-- Start of INPUT --

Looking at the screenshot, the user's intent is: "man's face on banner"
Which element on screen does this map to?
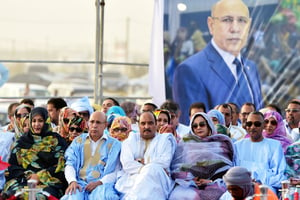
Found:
[207,0,251,56]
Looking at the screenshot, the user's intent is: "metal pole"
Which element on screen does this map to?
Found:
[94,0,100,104]
[94,0,105,104]
[98,0,105,104]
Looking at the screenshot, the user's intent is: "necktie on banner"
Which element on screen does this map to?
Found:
[233,58,254,103]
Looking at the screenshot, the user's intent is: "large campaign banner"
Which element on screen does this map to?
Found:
[163,0,300,108]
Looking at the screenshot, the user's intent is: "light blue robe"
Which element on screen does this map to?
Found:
[61,133,121,200]
[0,129,15,190]
[234,138,286,191]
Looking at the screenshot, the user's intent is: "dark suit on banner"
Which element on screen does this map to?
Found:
[173,42,262,124]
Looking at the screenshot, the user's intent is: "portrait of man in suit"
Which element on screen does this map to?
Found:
[172,0,262,124]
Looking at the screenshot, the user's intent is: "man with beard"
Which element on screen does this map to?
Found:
[115,111,176,200]
[219,167,278,200]
[234,111,286,193]
[285,99,300,141]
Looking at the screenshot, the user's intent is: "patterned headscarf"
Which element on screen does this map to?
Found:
[207,110,225,126]
[106,106,126,116]
[20,115,30,133]
[190,112,217,137]
[14,104,31,138]
[153,109,171,124]
[58,107,78,138]
[223,166,254,198]
[29,107,51,134]
[263,110,292,152]
[68,115,87,130]
[71,96,94,116]
[110,116,131,141]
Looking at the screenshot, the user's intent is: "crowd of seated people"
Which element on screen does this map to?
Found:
[0,97,300,200]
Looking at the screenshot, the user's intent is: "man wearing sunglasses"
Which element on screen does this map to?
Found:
[284,99,300,141]
[234,111,286,193]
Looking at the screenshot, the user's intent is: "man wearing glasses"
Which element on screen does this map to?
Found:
[285,99,300,141]
[234,111,286,193]
[173,0,262,124]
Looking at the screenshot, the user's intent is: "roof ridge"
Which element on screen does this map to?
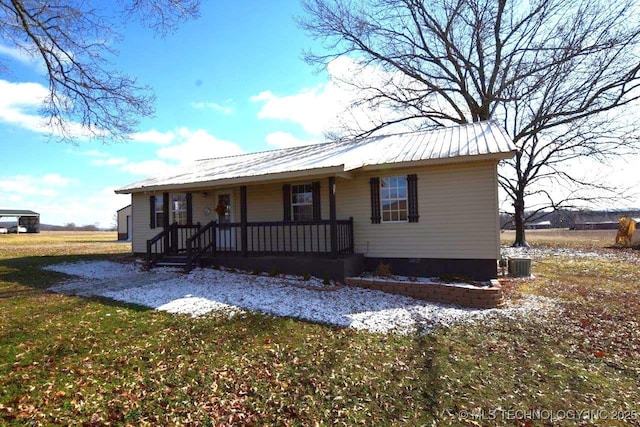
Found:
[195,120,499,162]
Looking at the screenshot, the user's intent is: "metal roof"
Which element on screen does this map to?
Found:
[116,122,516,193]
[0,209,40,217]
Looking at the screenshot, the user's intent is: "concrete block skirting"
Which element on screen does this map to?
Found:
[201,254,363,281]
[345,277,504,308]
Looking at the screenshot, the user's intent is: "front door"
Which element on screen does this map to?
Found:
[216,191,236,250]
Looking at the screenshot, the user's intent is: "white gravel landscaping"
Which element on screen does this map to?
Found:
[45,261,553,333]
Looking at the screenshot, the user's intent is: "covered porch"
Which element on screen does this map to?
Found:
[146,177,362,279]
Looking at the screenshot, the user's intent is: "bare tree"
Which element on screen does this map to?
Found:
[299,0,640,246]
[0,0,199,141]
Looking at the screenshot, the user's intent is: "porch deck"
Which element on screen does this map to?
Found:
[146,218,362,276]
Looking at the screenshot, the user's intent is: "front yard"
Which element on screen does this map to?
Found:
[0,233,640,425]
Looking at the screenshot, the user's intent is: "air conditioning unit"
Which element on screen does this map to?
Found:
[509,257,531,277]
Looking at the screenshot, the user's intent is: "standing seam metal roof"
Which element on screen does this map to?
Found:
[116,122,516,193]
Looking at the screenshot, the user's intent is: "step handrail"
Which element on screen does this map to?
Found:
[185,220,217,271]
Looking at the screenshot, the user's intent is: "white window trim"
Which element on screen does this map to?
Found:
[291,182,313,222]
[153,194,164,227]
[378,175,409,224]
[169,193,189,225]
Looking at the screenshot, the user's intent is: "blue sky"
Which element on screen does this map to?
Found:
[0,0,640,227]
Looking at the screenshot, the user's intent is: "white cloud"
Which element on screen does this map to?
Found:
[191,102,234,116]
[120,160,176,176]
[42,173,75,187]
[0,174,76,201]
[265,132,321,148]
[91,157,127,166]
[157,128,244,163]
[0,79,99,138]
[130,129,176,145]
[250,56,416,136]
[82,150,110,157]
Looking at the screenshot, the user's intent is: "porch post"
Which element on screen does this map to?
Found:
[240,185,248,257]
[329,176,338,258]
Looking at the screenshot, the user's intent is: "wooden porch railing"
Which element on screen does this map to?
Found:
[178,218,354,270]
[146,223,200,268]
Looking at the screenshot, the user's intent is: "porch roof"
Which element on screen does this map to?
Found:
[116,122,516,194]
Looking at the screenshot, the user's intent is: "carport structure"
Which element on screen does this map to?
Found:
[0,209,40,233]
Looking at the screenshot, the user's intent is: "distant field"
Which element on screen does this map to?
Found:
[500,228,624,249]
[0,230,640,426]
[0,231,131,259]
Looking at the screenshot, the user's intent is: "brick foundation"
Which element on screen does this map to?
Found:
[345,277,504,308]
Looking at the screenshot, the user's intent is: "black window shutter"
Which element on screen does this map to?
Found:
[162,193,169,228]
[407,174,420,222]
[149,196,156,230]
[186,193,193,225]
[311,181,322,220]
[282,184,291,221]
[369,177,380,224]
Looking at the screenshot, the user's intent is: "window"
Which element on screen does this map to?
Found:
[291,184,313,221]
[170,193,187,225]
[153,194,164,227]
[380,176,408,222]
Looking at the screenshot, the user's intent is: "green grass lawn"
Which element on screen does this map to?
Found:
[0,232,640,425]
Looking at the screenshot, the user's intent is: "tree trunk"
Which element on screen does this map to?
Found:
[513,191,529,248]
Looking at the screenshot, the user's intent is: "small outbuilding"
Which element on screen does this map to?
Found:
[117,205,131,240]
[0,209,40,233]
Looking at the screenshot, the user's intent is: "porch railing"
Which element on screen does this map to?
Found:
[146,223,201,268]
[180,218,354,270]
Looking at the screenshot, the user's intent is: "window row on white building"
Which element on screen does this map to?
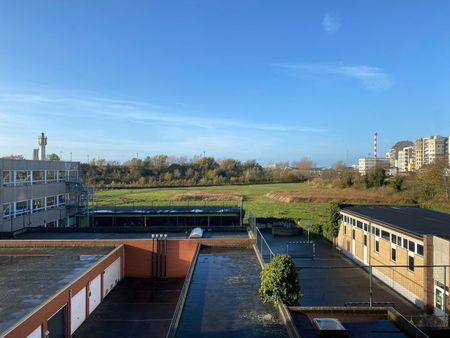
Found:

-- End of INPUT --

WHAT YOU HAVE TO DO | Format the lines of every record as a numbered list, omitting blank lines and leaving the pictures out.

COMPLETE ANSWER |
1. Looking at the screenshot, the user's intent is: "man's face on banner"
2. Which element on screen does this map to?
3. Found:
4. [207,0,251,56]
5. Looking at the screenshot, the user's intent is: "metal pole"
6. Which element on screen does this map to?
7. Found:
8. [94,0,100,104]
9. [94,0,105,104]
10. [98,0,105,104]
11. Looking at the screenshot, the user's intent is: "necktie on banner"
12. Which element on screen does this map to?
13. Found:
14. [233,58,254,103]
15. Looking at the screenshot, the user's intent is: "large campaign banner"
16. Which element on screen does this map to?
17. Found:
18. [163,0,300,108]
19. Looking at the screenshot, the user's intent is: "light blue robe"
20. Which element on screen does this map to?
21. Found:
22. [61,133,121,200]
23. [0,129,15,190]
24. [234,138,286,191]
25. Looking at the screenshot, the user's intent is: "dark suit on banner"
26. Which element on screen does this map to?
27. Found:
28. [173,42,262,124]
29. Looking at the screenshot, the user's intent is: "portrait of man in suit"
30. Which element on screen does this map to?
31. Found:
32. [172,0,262,124]
33. Looking at the screenshot, the user's intent is: "man with beard"
34. Which element on screen does this map to?
35. Found:
36. [115,111,176,200]
37. [219,167,278,200]
38. [234,111,286,193]
39. [285,99,300,141]
40. Looking at the screenshot, the user's intent is: "patterned headscarf"
41. Which element on screen does this map to?
42. Found:
43. [207,110,225,126]
44. [106,106,126,116]
45. [20,115,30,133]
46. [190,112,217,137]
47. [14,104,31,138]
48. [153,109,171,124]
49. [58,107,78,138]
50. [223,166,254,198]
51. [29,107,51,134]
52. [263,110,292,152]
53. [68,115,87,130]
54. [71,96,94,116]
55. [110,116,131,141]
56. Looking at the screenshot, the user's intent is: "crowd of seated people"
57. Which element on screen does this map to?
58. Found:
59. [0,97,300,200]
60. Looking at the screenshot, the user's intent is: "man wearing sunglasses"
61. Which element on screen does this map to?
62. Found:
63. [284,99,300,141]
64. [234,111,286,193]
65. Looking at the screenshot, the user's intent is: "man wearing glasses"
66. Which element on screen does this map to?
67. Found:
68. [285,99,300,141]
69. [234,111,286,193]
70. [173,0,262,124]
71. Looking at the screenshot, the user's intent is: "roof ridge"
72. Which element on screen does this map to?
73. Found:
74. [195,120,499,162]
75. Looking at the screenshot, the user's intent is: "metal roof"
76. Which element on screen does this map to?
77. Found:
78. [116,122,516,193]
79. [0,209,40,217]
80. Looking at the screenshot, the user's intent is: "concrete block skirting"
81. Which element on screen does this map to?
82. Found:
83. [201,254,363,281]
84. [345,277,504,308]
85. Looking at the screenshot, the user's intent is: "front door"
86. Which element on screen does this map to?
87. Found:
88. [216,191,236,250]
89. Looking at the screenshot, the user's intent is: "white gravel landscaping"
90. Which element on screen does this map to?
91. Found:
92. [45,261,553,333]
93. Looking at the screenshot, the user's intent is: "covered porch"
94. Which element on screen does this map to?
95. Found:
96. [146,177,362,279]
97. Looking at the screenshot, the user's intent is: "bare tree"
98. Which element on screen does this map to?
99. Found:
100. [299,0,640,246]
101. [0,0,199,141]
102. Looking at the screenshot, the user's intent is: "porch deck"
103. Which element on screen does this map to?
104. Found:
105. [146,218,362,276]
106. Looking at the screenshot, the user's intent is: "front yard"
107. Which element on screen does this map to?
108. Found:
109. [0,233,640,425]
110. Looking at the screenshot, the user's intent is: "air conditioning unit"
111. Which element on screen does this map to?
112. Found:
113. [509,257,531,277]
114. Looking at the screenshot, the user's intent is: "standing seam metal roof"
115. Which element on screen does this map to?
116. Found:
117. [116,122,516,193]
118. Looking at the screenshot, the user's intent is: "step handrail"
119. Which element on screen does this map to?
120. Found:
121. [185,220,217,271]
122. Looking at the screenshot, the user's intent is: "white window trim"
123. Which element on screen does this map to?
124. Found:
125. [291,182,313,222]
126. [153,194,164,227]
127. [378,175,409,224]
128. [169,193,189,225]
129. Looking at the screenshot, the user's intent is: "blue sky"
130. Which element on screen does this map to?
131. Found:
132. [0,0,640,227]
133. Looking at the screenshot, the user's intent is: "white cloud"
134. Which element on screen does this map to?
135. Found:
136. [191,102,234,116]
137. [120,160,176,176]
138. [42,173,75,187]
139. [0,174,76,201]
140. [265,132,321,148]
141. [91,157,127,166]
142. [157,128,244,163]
143. [0,79,99,138]
144. [130,129,176,145]
145. [250,56,416,136]
146. [82,150,110,157]
147. Looking at the screenshot, the user's intent is: "porch post"
148. Which element on screen does this map to?
149. Found:
150. [240,185,248,257]
151. [329,176,338,258]
152. Looking at the screenshot, the user's intent is: "wooden porch railing"
153. Which element on screen does this map to?
154. Found:
155. [178,218,354,270]
156. [146,223,200,268]
157. Looking at the screenshot, the user's intent is: "porch roof"
158. Which element on screen does this map to?
159. Found:
160. [116,122,516,194]
161. Looking at the screenshot, the user's intent is: "carport structure"
162. Which element on screen does this map to?
163. Found:
164. [0,209,40,233]
165. Looking at the screenshot, the user's intent is: "distant field"
166. Which element on screen does this map to?
167. Found:
168. [500,228,624,249]
169. [0,230,640,426]
170. [0,231,131,259]
171. Looking at the screenshot, the user's intent is: "brick foundation"
172. Which element on screen does this map to?
173. Found:
174. [345,277,504,308]
175. Looking at the screenshot, the user's intent is: "black window shutter"
176. Which element on screen does this map to?
177. Found:
178. [162,193,169,228]
179. [407,174,420,222]
180. [149,196,156,230]
181. [186,193,193,225]
182. [311,181,322,220]
183. [282,184,291,221]
184. [369,177,380,224]
185. Looking at the screenshot, the user's intent is: "window"
186. Which element on screen does this map to?
187. Found:
188. [291,184,313,221]
189. [170,193,187,225]
190. [153,194,164,227]
191. [380,176,408,222]
192. Looking at the screenshot, the user's intent is: "green grass lawn"
193. Which element on screen does this map to?
194. Found:
195. [0,232,640,425]
196. Looking at the screenshot, the user's intent is: "tree trunk"
197. Which element on screen does this map to?
198. Found:
199. [513,191,529,248]
200. Looking at the screenshot, the user's intent is: "small outbuilding"
201. Which element on screen does this map to?
202. Found:
203. [117,205,131,240]
204. [0,209,40,233]
205. Looking at the screenshot, the user's intent is: "porch railing"
206. Which element on screen does this map to?
207. Found:
208. [146,223,201,268]
209. [180,218,354,270]
210. Looking at the screenshot, the user's intent is: "window row on white building"
211. Which element on screen does this map to?
212. Found:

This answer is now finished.